Repeat the material below exactly, line for line.
+--
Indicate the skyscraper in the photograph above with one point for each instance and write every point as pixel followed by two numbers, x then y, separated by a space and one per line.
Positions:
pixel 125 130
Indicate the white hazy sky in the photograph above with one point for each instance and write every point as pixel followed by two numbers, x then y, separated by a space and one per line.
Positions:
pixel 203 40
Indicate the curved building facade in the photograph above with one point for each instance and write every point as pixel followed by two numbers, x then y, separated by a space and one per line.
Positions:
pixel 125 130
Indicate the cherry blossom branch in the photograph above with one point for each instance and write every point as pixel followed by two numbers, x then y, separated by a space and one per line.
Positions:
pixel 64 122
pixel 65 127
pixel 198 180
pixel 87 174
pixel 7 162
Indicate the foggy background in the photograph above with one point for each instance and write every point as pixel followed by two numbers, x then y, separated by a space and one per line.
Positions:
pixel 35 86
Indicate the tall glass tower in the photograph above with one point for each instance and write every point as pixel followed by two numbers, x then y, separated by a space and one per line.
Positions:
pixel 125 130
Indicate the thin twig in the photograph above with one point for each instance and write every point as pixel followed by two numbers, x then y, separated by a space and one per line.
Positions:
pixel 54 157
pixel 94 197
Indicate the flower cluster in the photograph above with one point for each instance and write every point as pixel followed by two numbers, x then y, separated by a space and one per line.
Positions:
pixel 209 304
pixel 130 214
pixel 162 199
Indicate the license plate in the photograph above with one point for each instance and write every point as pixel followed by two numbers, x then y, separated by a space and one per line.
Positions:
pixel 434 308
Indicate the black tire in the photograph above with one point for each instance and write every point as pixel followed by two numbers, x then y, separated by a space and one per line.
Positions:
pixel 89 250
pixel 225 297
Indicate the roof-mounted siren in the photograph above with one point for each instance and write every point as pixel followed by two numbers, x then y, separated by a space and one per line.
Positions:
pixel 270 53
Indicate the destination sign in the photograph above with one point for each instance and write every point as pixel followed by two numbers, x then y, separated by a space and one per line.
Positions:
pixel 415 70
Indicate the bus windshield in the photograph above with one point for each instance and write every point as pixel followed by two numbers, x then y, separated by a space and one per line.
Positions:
+--
> _EXERCISE RESPONSE_:
Indicate the skyscraper in the photograph above with one point for each instance and write every point as pixel followed by two numbers, x then y, separated by a space and one per line.
Positions:
pixel 125 130
Indicate the white hazy sky in the photograph above with one point for each instance and write every point as pixel followed by two numbers, x then y, separated by a space and one per line.
Positions:
pixel 203 40
Indicate the curved building facade in the photograph above with one point for each instance and write every point as pixel followed by two numbers, x then y, separated by a space and one per line.
Positions:
pixel 125 130
Indicate the cherry blossom branch in the photograph above with one point for each instance and write every point as pixel followed by two numbers, x then y, separated by a space and one per line.
Positions:
pixel 64 122
pixel 65 127
pixel 198 180
pixel 87 174
pixel 7 162
Indicate the foggy background in the photograph above with one point for each instance and write every point as pixel followed by two numbers, x then y, separated by a space and one per line.
Positions:
pixel 35 86
Indicate the tall glass tower in the photograph above with one point for each instance and write every point as pixel followed by two numbers, x then y, separated by a space and one per line.
Positions:
pixel 125 130
Indicate the thin twig in the photograph above with one point for each instance and write every point as pixel followed by two numbers, x then y, separated by a space and one per line.
Positions:
pixel 54 157
pixel 94 197
Indicate the flower cluster in the photograph above with one point for each instance and write every point as pixel followed by two numbers, x then y, separated by a space and one per line.
Positions:
pixel 209 304
pixel 130 214
pixel 162 199
Indicate the license plate in the photograph above with one point for each instance and write every point as pixel followed by two numbers, x then y, separated by a space and one per line.
Positions:
pixel 434 308
Indicate the black tire in the photograph above with one point for each instance and write every point as pixel followed by two numbers, x then y, separated by a space and one per line.
Positions:
pixel 89 250
pixel 225 297
Indicate the roof-mounted siren in the photograph above with one point for each instance and write every point as pixel followed by two numbers, x then y, separated by a space and one per line.
Positions:
pixel 270 53
Indicate the destination sign in the photograph above with one point for each instance and write every point as pixel followed by two numbers, x then y, separated by a space and one per line.
Positions:
pixel 415 70
Indicate the bus windshield in the photograph above with one point for each instance and write every point as pixel followed by two numbers, x then y, separated by a space and one per line.
Positions:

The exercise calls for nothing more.